# [Work to complete]
Extract every line below, verbatim.

# [Task material]
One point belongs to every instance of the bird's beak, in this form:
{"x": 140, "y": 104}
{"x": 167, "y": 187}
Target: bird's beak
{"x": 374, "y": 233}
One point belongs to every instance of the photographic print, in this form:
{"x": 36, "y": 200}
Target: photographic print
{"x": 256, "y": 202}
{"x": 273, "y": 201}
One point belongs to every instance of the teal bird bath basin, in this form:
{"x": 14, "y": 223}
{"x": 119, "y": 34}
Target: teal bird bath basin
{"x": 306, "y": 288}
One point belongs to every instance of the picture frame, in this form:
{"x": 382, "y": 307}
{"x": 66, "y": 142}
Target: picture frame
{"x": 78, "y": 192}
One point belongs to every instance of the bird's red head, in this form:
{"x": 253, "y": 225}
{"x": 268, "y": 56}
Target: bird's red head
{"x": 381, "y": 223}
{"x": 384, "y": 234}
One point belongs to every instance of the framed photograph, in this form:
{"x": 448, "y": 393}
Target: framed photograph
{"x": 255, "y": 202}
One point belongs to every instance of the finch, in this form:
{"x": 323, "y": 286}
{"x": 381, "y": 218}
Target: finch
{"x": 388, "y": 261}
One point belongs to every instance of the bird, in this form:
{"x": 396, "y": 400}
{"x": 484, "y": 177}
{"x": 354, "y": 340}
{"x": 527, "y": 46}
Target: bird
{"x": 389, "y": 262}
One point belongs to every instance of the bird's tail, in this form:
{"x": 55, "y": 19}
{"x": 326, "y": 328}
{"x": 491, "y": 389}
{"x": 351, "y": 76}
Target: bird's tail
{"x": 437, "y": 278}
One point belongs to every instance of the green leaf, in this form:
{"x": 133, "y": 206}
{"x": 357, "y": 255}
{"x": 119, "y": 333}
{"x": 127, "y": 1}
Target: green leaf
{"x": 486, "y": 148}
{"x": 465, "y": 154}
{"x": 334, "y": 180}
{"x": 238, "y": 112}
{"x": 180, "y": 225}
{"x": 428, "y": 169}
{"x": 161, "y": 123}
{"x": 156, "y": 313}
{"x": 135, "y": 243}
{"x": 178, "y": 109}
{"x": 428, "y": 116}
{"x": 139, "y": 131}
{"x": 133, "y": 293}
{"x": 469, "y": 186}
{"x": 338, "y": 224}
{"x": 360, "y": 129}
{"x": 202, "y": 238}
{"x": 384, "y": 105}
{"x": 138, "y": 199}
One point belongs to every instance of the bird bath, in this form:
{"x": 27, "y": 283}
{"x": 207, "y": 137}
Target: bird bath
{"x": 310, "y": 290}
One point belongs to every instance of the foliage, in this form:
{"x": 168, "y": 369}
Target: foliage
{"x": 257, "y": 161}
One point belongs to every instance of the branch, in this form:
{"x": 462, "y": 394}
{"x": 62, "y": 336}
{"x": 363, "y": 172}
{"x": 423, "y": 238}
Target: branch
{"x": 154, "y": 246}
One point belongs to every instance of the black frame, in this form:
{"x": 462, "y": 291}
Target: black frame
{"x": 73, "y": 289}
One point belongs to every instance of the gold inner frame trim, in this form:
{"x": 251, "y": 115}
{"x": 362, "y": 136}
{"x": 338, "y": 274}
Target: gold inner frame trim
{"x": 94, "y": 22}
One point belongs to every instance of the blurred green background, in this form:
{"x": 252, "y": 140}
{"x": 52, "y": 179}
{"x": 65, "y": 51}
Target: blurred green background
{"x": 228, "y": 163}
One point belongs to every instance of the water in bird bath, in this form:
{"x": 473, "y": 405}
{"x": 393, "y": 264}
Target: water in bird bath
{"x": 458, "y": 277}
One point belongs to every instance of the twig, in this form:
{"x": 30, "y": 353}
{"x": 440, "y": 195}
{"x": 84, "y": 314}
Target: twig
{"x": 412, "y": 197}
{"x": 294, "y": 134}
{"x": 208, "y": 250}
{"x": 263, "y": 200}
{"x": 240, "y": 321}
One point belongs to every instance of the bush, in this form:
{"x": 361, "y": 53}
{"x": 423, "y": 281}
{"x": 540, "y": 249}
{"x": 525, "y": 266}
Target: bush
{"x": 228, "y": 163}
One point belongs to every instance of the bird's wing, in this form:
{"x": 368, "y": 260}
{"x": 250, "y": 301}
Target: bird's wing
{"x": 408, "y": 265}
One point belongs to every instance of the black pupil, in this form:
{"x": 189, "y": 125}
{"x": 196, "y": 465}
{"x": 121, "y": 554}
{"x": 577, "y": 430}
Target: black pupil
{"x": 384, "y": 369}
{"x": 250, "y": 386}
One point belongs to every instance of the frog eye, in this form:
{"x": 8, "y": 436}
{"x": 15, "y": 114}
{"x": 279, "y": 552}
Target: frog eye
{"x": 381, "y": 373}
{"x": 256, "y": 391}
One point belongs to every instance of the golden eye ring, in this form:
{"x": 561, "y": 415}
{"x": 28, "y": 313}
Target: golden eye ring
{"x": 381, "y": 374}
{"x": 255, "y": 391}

# [Written answer]
One point belongs to every instance of the bird's beak, in this form:
{"x": 140, "y": 104}
{"x": 167, "y": 187}
Target: bird's beak
{"x": 374, "y": 233}
One point belongs to every instance of the photographic print, in this form:
{"x": 36, "y": 200}
Target: photographic print
{"x": 256, "y": 202}
{"x": 273, "y": 201}
One point belongs to every instance of the teal bird bath basin, in this form:
{"x": 14, "y": 223}
{"x": 119, "y": 34}
Target: teal bird bath basin
{"x": 306, "y": 288}
One point belongs to every instance of the picture frame, in this form:
{"x": 382, "y": 307}
{"x": 66, "y": 142}
Target: picture frame
{"x": 78, "y": 192}
One point belongs to every instance of the bird's red head, in this form:
{"x": 253, "y": 225}
{"x": 268, "y": 56}
Target: bird's red head
{"x": 381, "y": 223}
{"x": 384, "y": 234}
One point belongs to every instance of the framed photograph, in this form:
{"x": 448, "y": 393}
Target: framed photograph
{"x": 255, "y": 202}
One point belongs to every instance of the finch, in this form:
{"x": 323, "y": 286}
{"x": 381, "y": 218}
Target: finch
{"x": 388, "y": 261}
One point belongs to every instance of the bird, in this form:
{"x": 396, "y": 400}
{"x": 484, "y": 177}
{"x": 354, "y": 340}
{"x": 527, "y": 46}
Target: bird
{"x": 389, "y": 262}
One point belongs to every instance of the bird's tail, in this form:
{"x": 55, "y": 19}
{"x": 326, "y": 328}
{"x": 491, "y": 389}
{"x": 351, "y": 76}
Target: bird's tail
{"x": 437, "y": 278}
One point belongs to every instance of the green leaf, in this form:
{"x": 133, "y": 206}
{"x": 357, "y": 255}
{"x": 119, "y": 333}
{"x": 127, "y": 1}
Target: green leaf
{"x": 486, "y": 148}
{"x": 465, "y": 154}
{"x": 334, "y": 180}
{"x": 238, "y": 112}
{"x": 180, "y": 225}
{"x": 428, "y": 169}
{"x": 161, "y": 123}
{"x": 156, "y": 313}
{"x": 135, "y": 243}
{"x": 178, "y": 109}
{"x": 428, "y": 116}
{"x": 139, "y": 131}
{"x": 133, "y": 293}
{"x": 469, "y": 186}
{"x": 338, "y": 224}
{"x": 360, "y": 129}
{"x": 202, "y": 238}
{"x": 384, "y": 105}
{"x": 138, "y": 199}
One point belongs to every instance of the bird bath, in this form:
{"x": 27, "y": 283}
{"x": 207, "y": 137}
Target: bird bath
{"x": 310, "y": 290}
One point belongs to every instance of the foliage, in this form:
{"x": 168, "y": 369}
Target: foliage
{"x": 257, "y": 161}
One point belongs to every instance of the branch, in this form:
{"x": 462, "y": 394}
{"x": 62, "y": 336}
{"x": 363, "y": 172}
{"x": 423, "y": 238}
Target: branch
{"x": 154, "y": 246}
One point belongs to every instance of the black frame, in this form:
{"x": 462, "y": 291}
Target: black frame
{"x": 73, "y": 289}
One point belongs to every instance of the gold inner frame trim, in this form:
{"x": 251, "y": 115}
{"x": 362, "y": 136}
{"x": 338, "y": 274}
Target: gold inner frame trim
{"x": 94, "y": 22}
One point belongs to every instance of the blurred green background, in this form:
{"x": 252, "y": 140}
{"x": 52, "y": 179}
{"x": 65, "y": 51}
Target: blurred green background
{"x": 228, "y": 163}
One point belongs to every instance of the water in bird bath, in this form:
{"x": 473, "y": 405}
{"x": 393, "y": 264}
Target: water in bird bath
{"x": 458, "y": 277}
One point belongs to every instance of the twig, in this form:
{"x": 30, "y": 353}
{"x": 440, "y": 195}
{"x": 84, "y": 314}
Target: twig
{"x": 412, "y": 197}
{"x": 294, "y": 134}
{"x": 208, "y": 250}
{"x": 263, "y": 200}
{"x": 240, "y": 321}
One point belongs to every instance of the bush, in this form:
{"x": 361, "y": 53}
{"x": 423, "y": 281}
{"x": 540, "y": 249}
{"x": 525, "y": 266}
Target: bush
{"x": 228, "y": 163}
One point belongs to every instance of the bird's wing, in this form:
{"x": 368, "y": 260}
{"x": 250, "y": 301}
Target: bird's wing
{"x": 408, "y": 265}
One point belongs to every instance of the black pupil, in this form:
{"x": 189, "y": 125}
{"x": 196, "y": 465}
{"x": 121, "y": 554}
{"x": 577, "y": 430}
Target: black pupil
{"x": 384, "y": 369}
{"x": 250, "y": 386}
One point belongs to every instance of the frog eye, in this form:
{"x": 8, "y": 436}
{"x": 15, "y": 114}
{"x": 279, "y": 552}
Target: frog eye
{"x": 381, "y": 373}
{"x": 256, "y": 391}
One point belongs to every instance of the golden eye ring, in this form:
{"x": 561, "y": 415}
{"x": 28, "y": 313}
Target: golden eye ring
{"x": 381, "y": 374}
{"x": 255, "y": 391}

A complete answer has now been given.